Ubahlah setiap "query" dalam materi di bawah menjadi "prompt", lalu tuliskan kembali semua barisnya tanpa perubahan lain.
── Materi Tugas ──
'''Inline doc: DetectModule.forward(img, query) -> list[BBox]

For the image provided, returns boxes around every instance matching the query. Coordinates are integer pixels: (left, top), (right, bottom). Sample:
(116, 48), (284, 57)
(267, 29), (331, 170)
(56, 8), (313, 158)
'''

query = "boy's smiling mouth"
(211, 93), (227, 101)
───
# Jawaban Tugas
'''Inline doc: DetectModule.forward(img, prompt) -> list[BBox]

For the image provided, returns boxes around every instance matching the prompt. Coordinates are integer pixels: (left, top), (right, bottom). Sample:
(116, 48), (284, 57)
(267, 29), (331, 170)
(56, 8), (313, 158)
'''

prompt = "boy's smiling mouth"
(211, 93), (227, 101)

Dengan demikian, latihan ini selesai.